What you are asked to do: Write the material out again exactly as it stands.

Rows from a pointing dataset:
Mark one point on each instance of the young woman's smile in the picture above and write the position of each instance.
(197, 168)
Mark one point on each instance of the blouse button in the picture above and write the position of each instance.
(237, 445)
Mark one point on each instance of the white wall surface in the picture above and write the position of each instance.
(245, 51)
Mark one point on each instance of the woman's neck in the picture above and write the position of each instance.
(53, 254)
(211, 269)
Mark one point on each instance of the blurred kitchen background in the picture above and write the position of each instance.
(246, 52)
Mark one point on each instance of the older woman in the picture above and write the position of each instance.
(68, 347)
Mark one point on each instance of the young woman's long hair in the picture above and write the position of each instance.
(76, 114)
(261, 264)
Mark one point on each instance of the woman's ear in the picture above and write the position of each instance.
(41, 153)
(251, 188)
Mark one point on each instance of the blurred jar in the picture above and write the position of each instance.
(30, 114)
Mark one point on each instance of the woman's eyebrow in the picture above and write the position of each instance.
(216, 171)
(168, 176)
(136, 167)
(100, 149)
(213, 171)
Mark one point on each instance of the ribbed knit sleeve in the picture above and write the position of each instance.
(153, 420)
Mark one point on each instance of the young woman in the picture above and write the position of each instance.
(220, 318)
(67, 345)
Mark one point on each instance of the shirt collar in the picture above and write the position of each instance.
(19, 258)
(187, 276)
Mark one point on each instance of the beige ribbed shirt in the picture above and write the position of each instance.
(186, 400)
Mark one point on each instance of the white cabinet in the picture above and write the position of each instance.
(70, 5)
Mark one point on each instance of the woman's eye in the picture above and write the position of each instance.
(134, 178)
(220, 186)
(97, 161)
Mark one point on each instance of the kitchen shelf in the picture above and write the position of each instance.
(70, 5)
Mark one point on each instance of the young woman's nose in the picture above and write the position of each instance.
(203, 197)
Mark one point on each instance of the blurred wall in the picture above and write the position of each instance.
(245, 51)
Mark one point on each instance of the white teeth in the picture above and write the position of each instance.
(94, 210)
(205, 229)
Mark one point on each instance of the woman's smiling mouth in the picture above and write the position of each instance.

The solution:
Mark one point on each instance of the young woman's smile in the picture above and write the position of each instance.
(197, 168)
Mark one point on each instance of the blouse button in the picture above and write the position of each instance.
(237, 445)
Mark one point on each instance of the white wall surface in the picture above and write the position of each instance.
(245, 51)
Mark one point on each instance of the woman's neck in the picture above and write the position of each instance.
(53, 254)
(211, 269)
Mark one point on each instance of the blurred kitchen background in the picture above and write the position of each instance.
(246, 52)
Mark one point on each instance of the older woman in the picture above and write the position of each instance.
(68, 347)
Mark one point on each instance of the young woman's long hair in the picture above and write the position of each instance.
(76, 114)
(261, 264)
Mark one point on each instance of the woman's ear in the picture above and write the position of each instance.
(41, 153)
(251, 188)
Mark one point on each instance of the blurred jar in the picture above and write the position of each instance.
(30, 114)
Mark one point on each instance of the woman's eyebrow in the picture above and write the position of each instance.
(216, 171)
(168, 176)
(136, 167)
(100, 149)
(213, 171)
Mark one point on each instance of the ribbed knit sleeve in the picture above and write the position of each instance.
(153, 420)
Mark one point on each instance of the young woman in the picture above and write the position of each instance.
(220, 318)
(67, 345)
Mark one point on each instance of the shirt collar in the picture above and write the position of each instance.
(19, 258)
(187, 276)
Mark one point on each instance of the beige ribbed shirt in the picture above and write the position of each instance.
(186, 400)
Mark one point on each instance of the white cabinet in the picture above and write the position of each instance.
(70, 5)
Mark one point on each instance of the woman's eye in the picture above and write the position of each instance.
(134, 178)
(220, 186)
(97, 161)
Mark one point on each instance of the kitchen shelf in the picture above and write the position of each instance.
(70, 5)
Mark one point on each instance of the young woman's nose in the picture above and write the position of each instance.
(203, 197)
Mark one point on each instance of the blurred wall in the picture above and write the position of each instance.
(245, 51)
Mark one point on each instance of the white teeth in the picture above and write the position of each instance.
(94, 210)
(205, 229)
Mark one point on each instance of the woman's smiling mouth in the picture above and write the position of each instance.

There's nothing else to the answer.